Violent hein !? C'est sûr que ne c'est pas chez moi que je ferais tourner ça. Je n'ai pas envie de perdre mes billes, et puis je ne mets jamais mon mot de passe administrateur en clair dans un script...


----------



## PA5CAL (28 Mai 2008)

Compte tenu de la destination évidente des éléments que tu demandes depuis que tu fréquentes le forum, tu dois être surveillé de près... Si tu mets ça en pratique, tu n'as pas peur de voir débarquer la police chez toi ?


----------



## johny12 (28 Mai 2008)

Entrées de données extraites:
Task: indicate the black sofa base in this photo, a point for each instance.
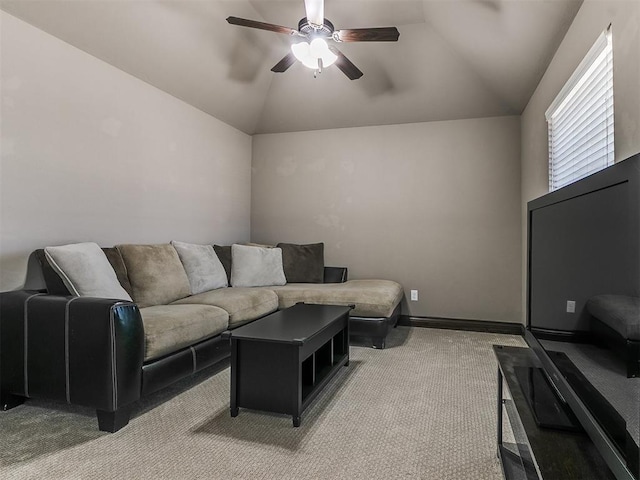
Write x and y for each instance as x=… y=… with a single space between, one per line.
x=375 y=328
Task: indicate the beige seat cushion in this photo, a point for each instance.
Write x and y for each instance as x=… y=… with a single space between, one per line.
x=242 y=304
x=168 y=328
x=372 y=298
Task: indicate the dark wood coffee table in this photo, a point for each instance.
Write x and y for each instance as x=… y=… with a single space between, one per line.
x=281 y=362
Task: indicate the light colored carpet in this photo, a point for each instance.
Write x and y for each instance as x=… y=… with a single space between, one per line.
x=424 y=408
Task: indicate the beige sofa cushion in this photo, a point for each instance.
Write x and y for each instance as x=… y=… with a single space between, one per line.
x=168 y=328
x=372 y=298
x=156 y=273
x=85 y=270
x=242 y=304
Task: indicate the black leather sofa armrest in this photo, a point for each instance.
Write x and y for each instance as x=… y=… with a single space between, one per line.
x=335 y=274
x=82 y=350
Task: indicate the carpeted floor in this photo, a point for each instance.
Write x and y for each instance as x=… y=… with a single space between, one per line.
x=423 y=408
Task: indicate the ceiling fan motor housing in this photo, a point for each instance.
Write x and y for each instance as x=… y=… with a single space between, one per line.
x=309 y=30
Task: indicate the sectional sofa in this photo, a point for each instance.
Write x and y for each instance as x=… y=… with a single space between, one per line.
x=117 y=323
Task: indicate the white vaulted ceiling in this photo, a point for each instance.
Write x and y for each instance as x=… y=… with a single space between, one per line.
x=454 y=59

**À FAIRE:**
a - Répondez à ces questions sur l'extrait de la discussion de forum :
(i) Qu'est-ce que l'auteur du premier message ne met jamais en clair dans un script ?
(ii) À quelle date PA5CAL a-t-il publié son message ?
(iii) Selon PA5CAL, qui risquerait de débarquer si l'on mettait cela en pratique ?
b - Prolongez l'extrait de la discussion de forum à partir de l'endroit où il s'arrête.

**RÉPONSES PAR TÂCHE:**
a -
(i) Son mot de passe administrateur.
(ii) Le 28 mai 2008.
(iii) La police.

b -
Bah, c'est pas tout a à fait pour ces fins la que je conte utiliser ce script ^^

Juste que au "boulot" j'en ai marre donc si je peux utiliser un programme pour faire ça à ma place  // j'avais pas envie qu'on me traite de fégnasse mais entre ça et hackeur de la banque de france XD je préfère ça 


Ps: pour tout les flics qui me suivent ^^ je suis gentil  XD

Pps: je l'ai enfin fini ce *** de script, mais y restera toujours des petites modifs ...


----------



## johny12 (29 Mai 2008)

Et pour continuer dans mon script:
Comment mettre l'ordinateur en suspension d'activité svp ?
(pomme en haut a gauche; suspendre l'activité)


----------



## tatouille (29 Mai 2008)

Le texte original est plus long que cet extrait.